What you will do: Which lines in the data below contain the string "object", with uppercase and lowercase letters matching? Find each one and copy it out in full.

Saved entries
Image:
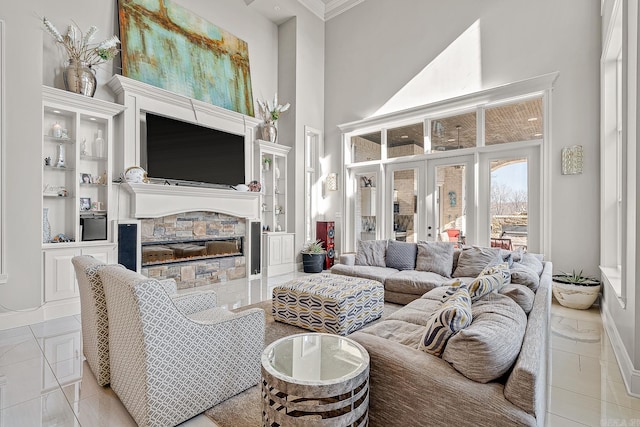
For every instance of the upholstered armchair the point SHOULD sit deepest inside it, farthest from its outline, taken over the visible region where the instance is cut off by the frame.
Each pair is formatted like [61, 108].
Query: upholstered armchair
[167, 367]
[95, 321]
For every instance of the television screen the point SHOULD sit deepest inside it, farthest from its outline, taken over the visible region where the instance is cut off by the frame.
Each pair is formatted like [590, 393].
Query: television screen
[177, 150]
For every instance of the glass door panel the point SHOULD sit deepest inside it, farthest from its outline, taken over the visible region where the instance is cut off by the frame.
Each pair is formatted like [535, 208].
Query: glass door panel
[450, 191]
[509, 221]
[404, 196]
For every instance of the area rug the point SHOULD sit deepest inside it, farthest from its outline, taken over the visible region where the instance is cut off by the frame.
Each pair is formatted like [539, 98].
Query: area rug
[244, 409]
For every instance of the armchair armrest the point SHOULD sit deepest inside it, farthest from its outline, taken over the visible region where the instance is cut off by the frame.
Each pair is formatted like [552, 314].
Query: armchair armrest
[194, 302]
[348, 258]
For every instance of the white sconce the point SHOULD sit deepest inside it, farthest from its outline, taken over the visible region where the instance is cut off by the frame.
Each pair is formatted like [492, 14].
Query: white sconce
[572, 160]
[331, 183]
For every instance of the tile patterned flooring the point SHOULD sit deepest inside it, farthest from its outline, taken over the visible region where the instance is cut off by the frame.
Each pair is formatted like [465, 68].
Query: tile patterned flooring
[44, 381]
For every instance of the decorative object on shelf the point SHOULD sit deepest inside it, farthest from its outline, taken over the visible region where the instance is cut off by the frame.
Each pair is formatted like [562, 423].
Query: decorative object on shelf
[313, 257]
[56, 130]
[61, 154]
[332, 182]
[255, 186]
[85, 203]
[98, 145]
[572, 160]
[135, 174]
[270, 114]
[574, 290]
[46, 226]
[78, 76]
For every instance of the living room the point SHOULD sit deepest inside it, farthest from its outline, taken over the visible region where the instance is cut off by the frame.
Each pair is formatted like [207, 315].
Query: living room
[357, 62]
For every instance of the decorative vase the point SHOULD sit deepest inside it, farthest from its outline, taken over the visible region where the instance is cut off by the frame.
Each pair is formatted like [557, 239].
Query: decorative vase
[46, 226]
[269, 132]
[79, 78]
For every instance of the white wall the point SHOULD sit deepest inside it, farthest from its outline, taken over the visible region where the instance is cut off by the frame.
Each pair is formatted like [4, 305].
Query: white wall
[29, 65]
[376, 48]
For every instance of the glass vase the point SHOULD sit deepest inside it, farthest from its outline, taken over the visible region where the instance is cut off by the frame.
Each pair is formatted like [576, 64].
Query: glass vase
[79, 78]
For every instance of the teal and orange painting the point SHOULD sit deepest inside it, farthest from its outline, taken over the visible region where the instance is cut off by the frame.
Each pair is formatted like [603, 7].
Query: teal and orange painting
[166, 45]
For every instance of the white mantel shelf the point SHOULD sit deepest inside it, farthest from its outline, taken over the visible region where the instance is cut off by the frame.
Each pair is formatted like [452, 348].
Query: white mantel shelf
[155, 200]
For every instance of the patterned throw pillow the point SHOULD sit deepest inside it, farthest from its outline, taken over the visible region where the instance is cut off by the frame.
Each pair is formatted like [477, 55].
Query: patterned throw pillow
[401, 255]
[453, 316]
[371, 252]
[499, 268]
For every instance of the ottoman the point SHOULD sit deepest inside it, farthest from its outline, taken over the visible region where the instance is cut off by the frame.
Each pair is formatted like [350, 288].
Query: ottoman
[328, 303]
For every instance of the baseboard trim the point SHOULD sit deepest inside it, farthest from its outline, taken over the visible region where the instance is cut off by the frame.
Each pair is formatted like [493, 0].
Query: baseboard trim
[630, 375]
[48, 311]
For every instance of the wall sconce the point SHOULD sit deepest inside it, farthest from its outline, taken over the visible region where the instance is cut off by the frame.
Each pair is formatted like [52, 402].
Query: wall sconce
[331, 183]
[572, 160]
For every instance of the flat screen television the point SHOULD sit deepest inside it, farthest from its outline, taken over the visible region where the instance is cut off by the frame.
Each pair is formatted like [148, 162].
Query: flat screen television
[188, 153]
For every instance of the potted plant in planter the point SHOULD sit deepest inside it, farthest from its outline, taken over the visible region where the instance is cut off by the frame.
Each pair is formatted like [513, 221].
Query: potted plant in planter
[313, 257]
[574, 290]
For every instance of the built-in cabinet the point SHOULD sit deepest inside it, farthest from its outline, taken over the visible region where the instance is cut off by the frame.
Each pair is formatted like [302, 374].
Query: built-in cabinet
[77, 143]
[278, 245]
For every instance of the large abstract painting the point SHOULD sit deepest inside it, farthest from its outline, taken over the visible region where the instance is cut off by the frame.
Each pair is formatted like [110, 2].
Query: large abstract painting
[167, 46]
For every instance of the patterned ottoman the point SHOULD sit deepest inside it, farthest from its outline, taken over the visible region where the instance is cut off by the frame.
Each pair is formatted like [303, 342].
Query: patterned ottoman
[328, 303]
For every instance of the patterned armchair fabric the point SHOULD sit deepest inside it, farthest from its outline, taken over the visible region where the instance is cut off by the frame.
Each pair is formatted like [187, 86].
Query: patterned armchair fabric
[167, 367]
[95, 321]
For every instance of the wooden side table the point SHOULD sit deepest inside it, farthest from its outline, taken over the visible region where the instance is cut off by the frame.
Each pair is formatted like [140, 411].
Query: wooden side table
[315, 380]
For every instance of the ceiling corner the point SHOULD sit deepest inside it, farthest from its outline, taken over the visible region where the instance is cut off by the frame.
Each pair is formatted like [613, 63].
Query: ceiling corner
[334, 8]
[315, 6]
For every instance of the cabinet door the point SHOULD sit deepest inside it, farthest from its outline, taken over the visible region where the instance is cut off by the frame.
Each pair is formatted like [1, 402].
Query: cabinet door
[104, 254]
[59, 276]
[275, 250]
[287, 249]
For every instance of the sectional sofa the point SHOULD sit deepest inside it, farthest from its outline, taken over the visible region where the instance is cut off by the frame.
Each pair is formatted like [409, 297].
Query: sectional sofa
[492, 372]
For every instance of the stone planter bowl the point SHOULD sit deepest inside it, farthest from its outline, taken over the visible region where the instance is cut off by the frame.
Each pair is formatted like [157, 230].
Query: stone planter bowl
[575, 296]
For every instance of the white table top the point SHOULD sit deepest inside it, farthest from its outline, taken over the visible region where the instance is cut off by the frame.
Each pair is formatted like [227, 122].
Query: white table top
[315, 359]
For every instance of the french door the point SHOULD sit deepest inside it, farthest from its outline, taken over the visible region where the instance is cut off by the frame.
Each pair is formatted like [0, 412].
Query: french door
[450, 189]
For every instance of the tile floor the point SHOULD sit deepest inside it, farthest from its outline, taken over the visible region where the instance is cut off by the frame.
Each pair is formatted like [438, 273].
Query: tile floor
[44, 382]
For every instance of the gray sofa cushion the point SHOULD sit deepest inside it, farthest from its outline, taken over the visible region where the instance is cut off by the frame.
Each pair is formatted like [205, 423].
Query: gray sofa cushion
[401, 255]
[367, 272]
[474, 259]
[436, 257]
[371, 252]
[486, 349]
[413, 282]
[523, 275]
[522, 295]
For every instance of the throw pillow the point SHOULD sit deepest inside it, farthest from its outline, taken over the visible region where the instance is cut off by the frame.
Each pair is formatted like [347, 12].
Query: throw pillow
[453, 316]
[474, 259]
[523, 275]
[486, 349]
[533, 262]
[522, 295]
[436, 257]
[371, 252]
[483, 285]
[502, 268]
[401, 255]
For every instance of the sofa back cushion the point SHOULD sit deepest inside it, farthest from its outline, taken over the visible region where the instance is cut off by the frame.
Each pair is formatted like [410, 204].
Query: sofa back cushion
[486, 349]
[401, 255]
[474, 259]
[436, 257]
[371, 252]
[454, 315]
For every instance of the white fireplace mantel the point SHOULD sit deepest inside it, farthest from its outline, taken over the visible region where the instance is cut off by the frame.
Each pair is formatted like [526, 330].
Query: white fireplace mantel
[156, 200]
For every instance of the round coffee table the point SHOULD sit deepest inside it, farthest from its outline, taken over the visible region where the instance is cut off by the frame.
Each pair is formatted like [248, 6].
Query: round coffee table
[315, 379]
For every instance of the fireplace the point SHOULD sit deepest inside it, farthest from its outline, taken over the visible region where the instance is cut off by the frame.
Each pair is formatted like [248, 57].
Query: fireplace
[194, 248]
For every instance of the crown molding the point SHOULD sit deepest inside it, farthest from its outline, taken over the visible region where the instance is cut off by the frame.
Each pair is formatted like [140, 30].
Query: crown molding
[334, 8]
[329, 9]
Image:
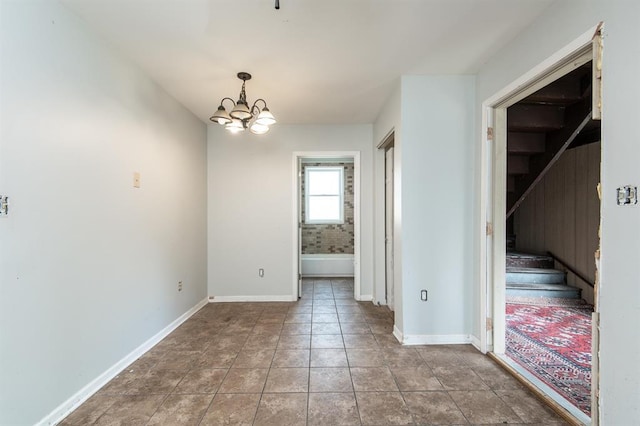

Task response:
For every instance of the decorative object on shelf the point SHOULD sit deepest inside it, farthest from its outline, taken over the visible region where the instance is cut off by the frame.
Query: decorative object on shelf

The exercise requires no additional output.